[RECORD EXTRACTS Boundary: Start]
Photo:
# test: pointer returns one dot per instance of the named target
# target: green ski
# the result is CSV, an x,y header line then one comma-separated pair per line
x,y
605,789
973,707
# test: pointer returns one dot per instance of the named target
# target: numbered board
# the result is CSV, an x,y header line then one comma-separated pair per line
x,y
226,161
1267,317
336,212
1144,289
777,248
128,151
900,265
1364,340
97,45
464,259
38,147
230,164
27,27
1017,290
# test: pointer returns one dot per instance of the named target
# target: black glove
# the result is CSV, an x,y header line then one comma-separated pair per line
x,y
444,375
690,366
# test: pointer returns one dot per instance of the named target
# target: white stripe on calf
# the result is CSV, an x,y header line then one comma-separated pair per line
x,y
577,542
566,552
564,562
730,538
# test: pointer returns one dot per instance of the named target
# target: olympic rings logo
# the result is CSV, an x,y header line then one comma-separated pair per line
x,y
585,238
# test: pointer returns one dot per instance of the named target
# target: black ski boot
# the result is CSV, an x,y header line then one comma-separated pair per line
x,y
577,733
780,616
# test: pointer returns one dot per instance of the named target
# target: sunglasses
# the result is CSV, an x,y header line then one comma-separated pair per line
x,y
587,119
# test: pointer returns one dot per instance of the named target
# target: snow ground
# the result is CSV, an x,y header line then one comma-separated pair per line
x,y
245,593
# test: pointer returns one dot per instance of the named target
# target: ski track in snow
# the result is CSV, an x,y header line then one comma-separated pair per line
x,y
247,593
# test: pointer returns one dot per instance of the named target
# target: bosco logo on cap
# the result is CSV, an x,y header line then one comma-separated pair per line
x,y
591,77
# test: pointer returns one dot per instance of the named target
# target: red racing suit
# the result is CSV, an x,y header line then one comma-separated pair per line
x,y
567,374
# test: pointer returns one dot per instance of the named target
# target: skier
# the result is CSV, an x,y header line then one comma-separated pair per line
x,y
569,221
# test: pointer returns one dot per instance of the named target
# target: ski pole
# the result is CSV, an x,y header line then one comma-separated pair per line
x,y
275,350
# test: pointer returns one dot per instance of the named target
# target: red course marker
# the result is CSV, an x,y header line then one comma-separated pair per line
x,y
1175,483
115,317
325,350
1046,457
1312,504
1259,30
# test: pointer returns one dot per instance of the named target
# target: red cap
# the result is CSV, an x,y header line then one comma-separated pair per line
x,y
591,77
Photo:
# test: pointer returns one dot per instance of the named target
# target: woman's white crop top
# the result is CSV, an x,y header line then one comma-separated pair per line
[RECORD EXTRACTS Boundary: End]
[RECORD EXTRACTS Boundary: Start]
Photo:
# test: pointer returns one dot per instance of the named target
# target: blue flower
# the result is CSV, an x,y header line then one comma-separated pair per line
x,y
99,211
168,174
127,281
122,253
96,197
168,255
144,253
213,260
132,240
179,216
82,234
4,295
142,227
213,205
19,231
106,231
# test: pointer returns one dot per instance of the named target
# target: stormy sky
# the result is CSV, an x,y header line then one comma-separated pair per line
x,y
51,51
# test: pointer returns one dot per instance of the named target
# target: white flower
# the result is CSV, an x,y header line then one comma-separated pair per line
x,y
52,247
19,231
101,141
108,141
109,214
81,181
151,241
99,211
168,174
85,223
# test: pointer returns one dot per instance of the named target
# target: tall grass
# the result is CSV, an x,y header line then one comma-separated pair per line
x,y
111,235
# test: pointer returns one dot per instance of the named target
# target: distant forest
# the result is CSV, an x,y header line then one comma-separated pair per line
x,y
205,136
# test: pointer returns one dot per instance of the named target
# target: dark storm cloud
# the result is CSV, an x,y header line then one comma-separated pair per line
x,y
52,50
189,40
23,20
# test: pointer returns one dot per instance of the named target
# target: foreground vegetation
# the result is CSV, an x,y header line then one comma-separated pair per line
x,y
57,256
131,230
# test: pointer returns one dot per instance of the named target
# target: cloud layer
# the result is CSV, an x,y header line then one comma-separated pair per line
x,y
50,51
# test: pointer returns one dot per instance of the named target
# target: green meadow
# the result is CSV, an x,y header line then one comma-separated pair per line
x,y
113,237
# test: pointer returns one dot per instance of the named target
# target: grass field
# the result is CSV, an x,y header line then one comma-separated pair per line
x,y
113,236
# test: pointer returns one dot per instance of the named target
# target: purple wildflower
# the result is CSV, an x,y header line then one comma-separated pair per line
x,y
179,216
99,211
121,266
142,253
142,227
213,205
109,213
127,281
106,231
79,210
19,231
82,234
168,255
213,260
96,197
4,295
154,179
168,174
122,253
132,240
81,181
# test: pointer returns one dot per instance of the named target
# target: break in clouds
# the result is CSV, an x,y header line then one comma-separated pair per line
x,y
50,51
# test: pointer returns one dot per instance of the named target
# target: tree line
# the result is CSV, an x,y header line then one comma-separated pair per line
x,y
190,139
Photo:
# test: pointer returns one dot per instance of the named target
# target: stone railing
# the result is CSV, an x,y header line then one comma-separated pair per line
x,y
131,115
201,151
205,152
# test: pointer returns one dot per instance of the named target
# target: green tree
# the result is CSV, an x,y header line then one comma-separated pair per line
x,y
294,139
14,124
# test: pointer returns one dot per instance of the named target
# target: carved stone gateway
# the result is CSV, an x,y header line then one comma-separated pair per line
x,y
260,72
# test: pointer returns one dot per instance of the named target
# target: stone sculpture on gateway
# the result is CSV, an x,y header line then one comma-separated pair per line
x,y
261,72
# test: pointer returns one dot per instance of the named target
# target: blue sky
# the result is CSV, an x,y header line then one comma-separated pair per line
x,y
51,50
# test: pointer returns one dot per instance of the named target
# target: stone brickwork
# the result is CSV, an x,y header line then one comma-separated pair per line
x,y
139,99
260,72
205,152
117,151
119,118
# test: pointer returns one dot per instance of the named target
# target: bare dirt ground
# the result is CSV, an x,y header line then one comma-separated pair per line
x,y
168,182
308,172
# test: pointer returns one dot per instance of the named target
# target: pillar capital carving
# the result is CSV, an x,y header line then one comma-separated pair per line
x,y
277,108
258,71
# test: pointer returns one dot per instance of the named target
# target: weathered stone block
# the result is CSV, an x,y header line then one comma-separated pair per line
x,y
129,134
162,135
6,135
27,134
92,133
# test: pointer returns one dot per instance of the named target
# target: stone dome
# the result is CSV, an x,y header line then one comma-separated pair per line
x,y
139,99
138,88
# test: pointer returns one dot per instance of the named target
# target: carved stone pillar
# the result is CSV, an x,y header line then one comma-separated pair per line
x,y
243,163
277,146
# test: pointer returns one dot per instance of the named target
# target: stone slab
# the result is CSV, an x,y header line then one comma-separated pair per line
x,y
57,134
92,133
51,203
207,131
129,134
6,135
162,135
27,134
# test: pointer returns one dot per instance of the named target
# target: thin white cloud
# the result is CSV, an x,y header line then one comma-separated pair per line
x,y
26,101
[RECORD EXTRACTS Boundary: End]
ABOUT THIS EXERCISE
The lines to copy are those in the records above containing the word "pillar".

WORKED SOLUTION
# target: pillar capital carving
# target: carved stone pillar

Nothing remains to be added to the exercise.